PEDIDO ESCRITO A: Segundo o texto sobre o dólar na Argentina, em quanto está a cotação do dólar no mercado paralelo?

TEXTO SELECIONADO:
..........
Desde que, no
segundo semestre de 2011, a economia argentina passou a dar sinais cada vez
mais palpáveis de desaceleração, dispararam vários alarmas no governo. A
Argentina tem problemas sérios na hora de conseguir financiamento externo.
Depende basicamente de sua balança comercial para obter um superávit em dólares
que permita fazer frente aos compromissos externos. Com a economia se retraindo
a moeda norte-americana passa a se tornar alvo preferencial do governo.
Eric Nepomuceno
- Buenos Aires
Nas últimas semanas, uma das perguntas
mais ouvidas na Argentina é a seguinte: Qué pasa con el dólar? Comprar dólares
se tornou algo praticamente impossível. Pois bem: mais do que perguntar o que
anda acontecendo com o dólar, talvez o mais correto seja perguntar o que
acontece com a própria Argentina.
Numa escalada que começou em novembro e
atingiu seu auge agora em meados de maio, o governo de Cristina Fernández de
Kirchner fechou radicalmente a torneira da moeda norte-americana. É
praticamente impossível, para os mortais comuns, comprar um mísero dólar. E
para os não tão comuns, também.
O primeiro resultado foi o ressurgimento
do câmbio negro. Enquanto o câmbio oficial está na casa dos 4,40 pesos, no
paralelo a cotação ronda os seis pesos por dólar. Trata-se, é verdade, de um
mercado residual, que movimenta cerca de vinte milhões de dólares por dia,
contra os quase 400 milhões do mercado oficial e legal. Mas não deixa de ser um
dado palpável no cotidiano de um país acostumado, há décadas, a poupar em dólar.
É um fenômeno singular: todas as classes sociais, sem exceção, poupam em moeda
norte-americana. Há desde os grandes poupadores até os assalariados de renda
mais baixa que transformam cada tostão sobrante em dólares. Índices oficiais
mostram que 66% das vendas de moeda norte-americana nos últimos dois anos
significaram quantias inferiores a dez mil dólares. E mais: do total vendido no
mercado legal e oficial, 44% se referem a somas inferiores a três mil dólares.
Pois as barreiras impostas aos argentinos que
pretendem comprar moeda norte-americana se tornaram tão rígidas que hoje são
quase intransponíveis.
Há vários aspectos a serem analisados
nesse novo cenário. O mercado imobiliário, por exemplo. Os imóveis, tanto
urbanos como rurais, são anunciados e vendidos em dólar, e em dinheiro vivo.
Conheço pessoas que, para finalizar uma
transação imobiliária que envolvia somas consideráveis, recorriam a
carros-fortes para levar o dinheiro.
Outro aspecto importante do uso da moeda
norte-americana como poupança é a profunda e irremediável desconfiança dos
argentinos diante do sistema bancário. Desde o ‘corralito’, que há doze anos
limitou as retiradas de saldos bancários e congelou os depósitos em dólar num
câmbio artificial, a poupança da população avançou sobre terrenos insólitos.
..........
DADOS DO EXERCÍCIO:
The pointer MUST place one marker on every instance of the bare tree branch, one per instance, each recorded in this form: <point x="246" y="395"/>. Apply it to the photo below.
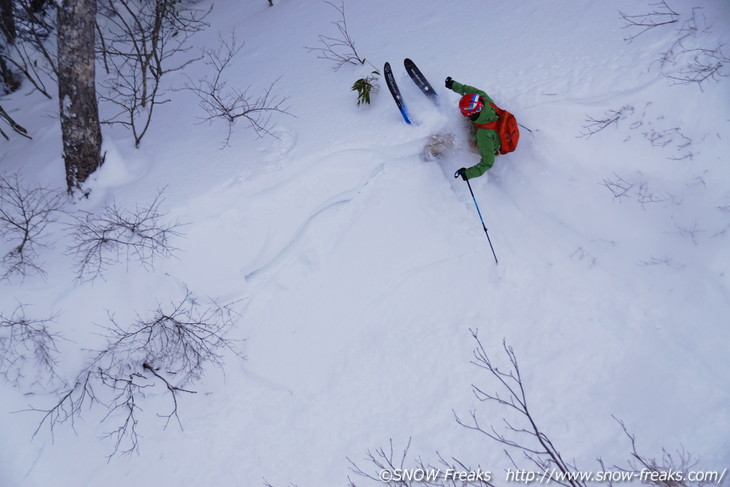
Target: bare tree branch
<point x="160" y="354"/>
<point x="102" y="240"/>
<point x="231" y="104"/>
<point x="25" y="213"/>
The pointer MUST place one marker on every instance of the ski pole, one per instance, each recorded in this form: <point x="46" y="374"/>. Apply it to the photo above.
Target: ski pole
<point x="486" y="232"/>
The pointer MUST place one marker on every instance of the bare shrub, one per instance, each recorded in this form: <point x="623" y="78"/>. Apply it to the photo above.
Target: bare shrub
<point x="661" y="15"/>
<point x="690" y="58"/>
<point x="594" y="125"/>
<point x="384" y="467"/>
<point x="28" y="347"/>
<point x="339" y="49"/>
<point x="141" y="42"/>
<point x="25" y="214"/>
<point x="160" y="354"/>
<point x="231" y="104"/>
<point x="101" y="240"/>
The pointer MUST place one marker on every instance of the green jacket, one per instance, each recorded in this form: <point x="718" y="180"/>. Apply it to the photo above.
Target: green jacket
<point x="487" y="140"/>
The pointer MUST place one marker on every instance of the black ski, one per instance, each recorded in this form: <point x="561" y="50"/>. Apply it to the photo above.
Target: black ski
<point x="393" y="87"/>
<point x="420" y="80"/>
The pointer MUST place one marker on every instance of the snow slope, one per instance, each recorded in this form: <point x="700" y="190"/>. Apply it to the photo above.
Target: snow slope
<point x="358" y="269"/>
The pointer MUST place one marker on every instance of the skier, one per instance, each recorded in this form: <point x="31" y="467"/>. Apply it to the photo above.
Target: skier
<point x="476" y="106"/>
..........
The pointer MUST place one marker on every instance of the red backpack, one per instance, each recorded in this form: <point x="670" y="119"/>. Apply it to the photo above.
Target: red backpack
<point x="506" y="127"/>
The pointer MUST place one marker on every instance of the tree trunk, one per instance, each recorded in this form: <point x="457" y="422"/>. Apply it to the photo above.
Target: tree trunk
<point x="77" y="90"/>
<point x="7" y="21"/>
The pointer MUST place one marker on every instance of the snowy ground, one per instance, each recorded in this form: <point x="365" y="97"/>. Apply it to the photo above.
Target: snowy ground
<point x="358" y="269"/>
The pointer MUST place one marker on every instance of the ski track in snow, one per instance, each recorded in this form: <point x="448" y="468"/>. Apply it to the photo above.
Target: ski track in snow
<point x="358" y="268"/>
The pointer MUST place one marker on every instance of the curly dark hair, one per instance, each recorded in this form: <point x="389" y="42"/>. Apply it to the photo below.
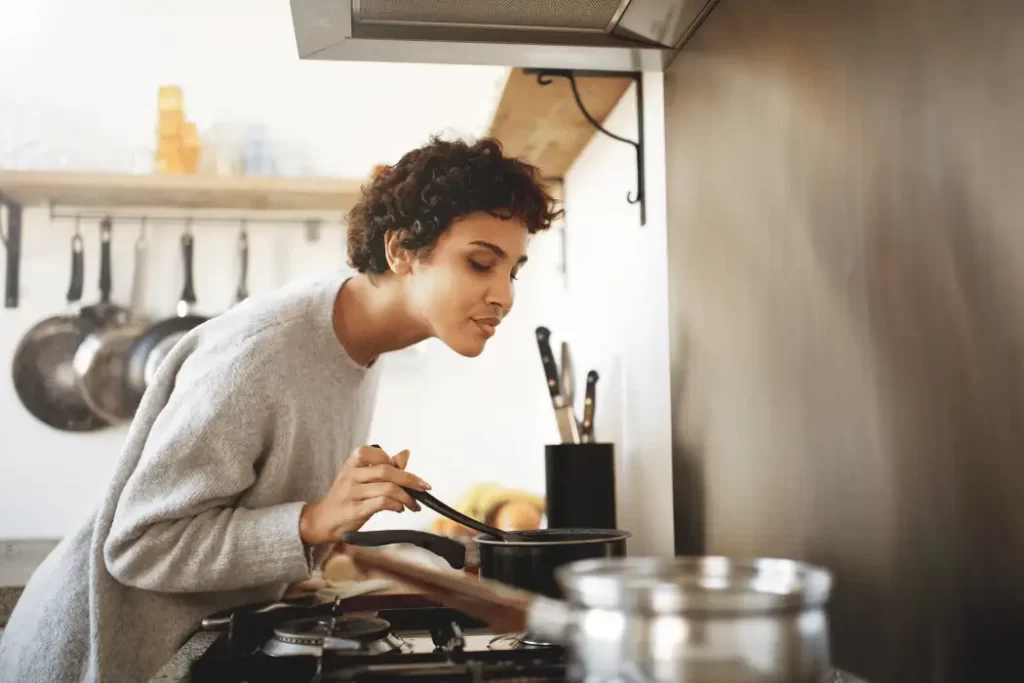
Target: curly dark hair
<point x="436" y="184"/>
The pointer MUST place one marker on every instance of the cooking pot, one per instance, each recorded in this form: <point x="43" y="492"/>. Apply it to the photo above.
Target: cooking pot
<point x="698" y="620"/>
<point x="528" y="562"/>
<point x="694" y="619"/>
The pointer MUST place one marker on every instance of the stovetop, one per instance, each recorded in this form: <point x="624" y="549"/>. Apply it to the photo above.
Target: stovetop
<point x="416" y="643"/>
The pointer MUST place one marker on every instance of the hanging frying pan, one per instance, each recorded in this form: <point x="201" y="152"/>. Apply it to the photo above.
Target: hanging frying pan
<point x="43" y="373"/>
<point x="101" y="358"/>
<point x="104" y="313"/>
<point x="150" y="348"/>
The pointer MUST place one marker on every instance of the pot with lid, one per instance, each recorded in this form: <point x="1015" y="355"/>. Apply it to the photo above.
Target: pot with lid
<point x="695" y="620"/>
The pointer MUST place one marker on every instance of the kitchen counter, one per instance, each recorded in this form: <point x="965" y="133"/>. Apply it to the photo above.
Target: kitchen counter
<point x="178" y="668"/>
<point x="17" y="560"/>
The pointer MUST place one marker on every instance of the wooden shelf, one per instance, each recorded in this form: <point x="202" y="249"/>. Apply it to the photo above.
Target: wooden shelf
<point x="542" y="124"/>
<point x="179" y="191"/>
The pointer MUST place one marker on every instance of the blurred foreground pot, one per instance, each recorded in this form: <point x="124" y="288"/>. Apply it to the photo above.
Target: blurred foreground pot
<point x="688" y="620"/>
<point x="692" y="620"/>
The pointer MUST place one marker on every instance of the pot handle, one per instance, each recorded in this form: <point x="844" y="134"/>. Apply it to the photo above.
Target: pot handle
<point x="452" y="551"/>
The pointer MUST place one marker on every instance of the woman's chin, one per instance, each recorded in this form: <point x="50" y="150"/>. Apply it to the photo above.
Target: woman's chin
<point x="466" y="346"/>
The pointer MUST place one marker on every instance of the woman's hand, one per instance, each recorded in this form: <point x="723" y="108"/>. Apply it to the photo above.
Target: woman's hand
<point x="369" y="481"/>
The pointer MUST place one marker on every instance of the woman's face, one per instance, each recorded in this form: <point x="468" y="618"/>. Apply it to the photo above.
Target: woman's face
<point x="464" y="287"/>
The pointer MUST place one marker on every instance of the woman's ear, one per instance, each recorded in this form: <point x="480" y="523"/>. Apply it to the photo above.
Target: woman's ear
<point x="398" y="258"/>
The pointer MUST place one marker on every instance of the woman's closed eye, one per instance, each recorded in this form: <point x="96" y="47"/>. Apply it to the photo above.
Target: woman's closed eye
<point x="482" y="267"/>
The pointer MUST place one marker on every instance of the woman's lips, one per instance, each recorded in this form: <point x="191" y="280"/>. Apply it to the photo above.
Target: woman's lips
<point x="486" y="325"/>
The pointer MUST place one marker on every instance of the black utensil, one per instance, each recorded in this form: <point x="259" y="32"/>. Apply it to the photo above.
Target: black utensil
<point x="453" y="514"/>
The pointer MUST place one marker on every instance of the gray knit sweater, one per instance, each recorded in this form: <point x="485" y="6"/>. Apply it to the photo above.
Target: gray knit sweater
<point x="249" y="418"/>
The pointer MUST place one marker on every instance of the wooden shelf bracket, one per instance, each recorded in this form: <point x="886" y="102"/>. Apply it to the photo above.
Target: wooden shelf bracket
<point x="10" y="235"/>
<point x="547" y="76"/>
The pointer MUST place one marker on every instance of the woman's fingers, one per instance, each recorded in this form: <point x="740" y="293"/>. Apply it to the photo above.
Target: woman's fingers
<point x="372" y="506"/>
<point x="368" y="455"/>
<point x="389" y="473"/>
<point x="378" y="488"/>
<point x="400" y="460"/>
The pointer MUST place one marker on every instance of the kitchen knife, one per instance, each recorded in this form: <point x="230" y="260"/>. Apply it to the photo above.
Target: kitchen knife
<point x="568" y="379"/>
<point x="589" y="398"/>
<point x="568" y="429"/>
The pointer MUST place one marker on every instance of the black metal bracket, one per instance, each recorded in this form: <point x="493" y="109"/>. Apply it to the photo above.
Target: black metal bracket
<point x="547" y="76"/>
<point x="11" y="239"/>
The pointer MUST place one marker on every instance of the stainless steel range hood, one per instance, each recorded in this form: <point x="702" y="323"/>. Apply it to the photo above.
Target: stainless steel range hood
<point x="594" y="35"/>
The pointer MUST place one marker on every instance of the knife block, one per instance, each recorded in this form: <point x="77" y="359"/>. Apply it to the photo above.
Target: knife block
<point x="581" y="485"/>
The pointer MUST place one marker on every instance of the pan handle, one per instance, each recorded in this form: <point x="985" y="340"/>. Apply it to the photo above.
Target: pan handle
..........
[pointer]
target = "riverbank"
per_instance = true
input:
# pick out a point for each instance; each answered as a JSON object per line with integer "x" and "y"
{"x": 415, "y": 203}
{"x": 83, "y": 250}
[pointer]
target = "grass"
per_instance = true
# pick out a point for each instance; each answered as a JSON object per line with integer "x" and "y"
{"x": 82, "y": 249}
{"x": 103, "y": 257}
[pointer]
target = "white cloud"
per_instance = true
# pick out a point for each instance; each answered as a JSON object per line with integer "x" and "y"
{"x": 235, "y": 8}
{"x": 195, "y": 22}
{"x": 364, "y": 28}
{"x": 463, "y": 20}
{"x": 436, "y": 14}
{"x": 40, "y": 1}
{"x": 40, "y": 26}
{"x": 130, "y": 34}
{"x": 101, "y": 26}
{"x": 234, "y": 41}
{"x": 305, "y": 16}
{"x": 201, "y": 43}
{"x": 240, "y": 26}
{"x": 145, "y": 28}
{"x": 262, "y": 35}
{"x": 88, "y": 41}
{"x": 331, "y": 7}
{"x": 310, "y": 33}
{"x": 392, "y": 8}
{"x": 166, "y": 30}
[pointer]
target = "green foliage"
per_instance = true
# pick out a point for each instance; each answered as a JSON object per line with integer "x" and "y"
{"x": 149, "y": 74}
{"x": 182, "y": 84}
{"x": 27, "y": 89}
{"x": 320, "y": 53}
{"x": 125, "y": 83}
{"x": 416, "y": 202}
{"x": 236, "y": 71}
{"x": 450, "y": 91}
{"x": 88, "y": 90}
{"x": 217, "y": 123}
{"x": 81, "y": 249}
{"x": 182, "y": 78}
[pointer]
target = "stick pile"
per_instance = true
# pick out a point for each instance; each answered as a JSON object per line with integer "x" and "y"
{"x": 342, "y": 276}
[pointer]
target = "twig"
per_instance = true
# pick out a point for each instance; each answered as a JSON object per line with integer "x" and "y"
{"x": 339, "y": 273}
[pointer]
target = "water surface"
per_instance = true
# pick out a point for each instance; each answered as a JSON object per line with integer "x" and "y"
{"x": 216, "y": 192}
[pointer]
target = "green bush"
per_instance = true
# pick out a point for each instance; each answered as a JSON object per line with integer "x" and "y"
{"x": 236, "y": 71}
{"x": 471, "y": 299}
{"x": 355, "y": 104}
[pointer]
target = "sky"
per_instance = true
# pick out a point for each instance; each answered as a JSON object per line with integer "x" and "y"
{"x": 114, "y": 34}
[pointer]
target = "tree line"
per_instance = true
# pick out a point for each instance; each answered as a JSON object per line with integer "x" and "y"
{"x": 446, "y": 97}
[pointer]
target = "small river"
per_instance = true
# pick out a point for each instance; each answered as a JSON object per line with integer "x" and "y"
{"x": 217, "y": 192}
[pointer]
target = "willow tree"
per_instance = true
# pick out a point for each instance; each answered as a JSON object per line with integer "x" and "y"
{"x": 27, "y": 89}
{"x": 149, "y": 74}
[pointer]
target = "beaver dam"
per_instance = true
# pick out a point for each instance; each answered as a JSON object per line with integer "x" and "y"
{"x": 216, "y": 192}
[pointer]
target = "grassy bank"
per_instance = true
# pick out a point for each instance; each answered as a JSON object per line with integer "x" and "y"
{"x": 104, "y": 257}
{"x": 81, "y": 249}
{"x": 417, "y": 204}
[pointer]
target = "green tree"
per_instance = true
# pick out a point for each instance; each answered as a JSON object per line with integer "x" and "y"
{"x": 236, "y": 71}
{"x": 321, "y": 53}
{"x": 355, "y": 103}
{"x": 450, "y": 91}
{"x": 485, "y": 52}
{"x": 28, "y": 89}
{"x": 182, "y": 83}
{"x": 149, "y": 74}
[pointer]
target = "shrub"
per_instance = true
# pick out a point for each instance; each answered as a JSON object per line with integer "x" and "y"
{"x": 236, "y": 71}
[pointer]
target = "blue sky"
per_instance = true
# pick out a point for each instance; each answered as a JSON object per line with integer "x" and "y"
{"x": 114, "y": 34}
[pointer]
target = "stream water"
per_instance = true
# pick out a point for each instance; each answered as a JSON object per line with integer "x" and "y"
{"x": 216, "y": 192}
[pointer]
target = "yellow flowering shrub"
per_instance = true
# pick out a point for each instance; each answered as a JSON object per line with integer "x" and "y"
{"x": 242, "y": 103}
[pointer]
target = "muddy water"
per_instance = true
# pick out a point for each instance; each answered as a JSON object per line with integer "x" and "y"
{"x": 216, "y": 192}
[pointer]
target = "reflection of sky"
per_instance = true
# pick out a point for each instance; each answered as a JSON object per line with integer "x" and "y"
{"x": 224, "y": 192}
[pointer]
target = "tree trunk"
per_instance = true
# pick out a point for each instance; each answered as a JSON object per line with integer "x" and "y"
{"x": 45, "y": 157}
..........
PEDIDO ESCRITO B: Converta em tabela Markdown todas as linhas da listagem, desde a linha que contém "pan handle, one" até a que contém "Target: pan handle", incluindo ambas. Use a coluna "Nº" para o número da linha e a coluna "Linha" para o texto, sem incluir linhas em branco.

RESPOSTA CORRETA A: Está por volta de seis pesos por dólar.

RESPOSTA CORRETA B:
| Nº | Linha |
|---|---|
| 1 | The pointer MUST place one marker on every instance of the pan handle, one per instance, each recorded in this form: <point x="985" y="340"/>. Apply it to the photo above. |
| 2 | Target: pan handle |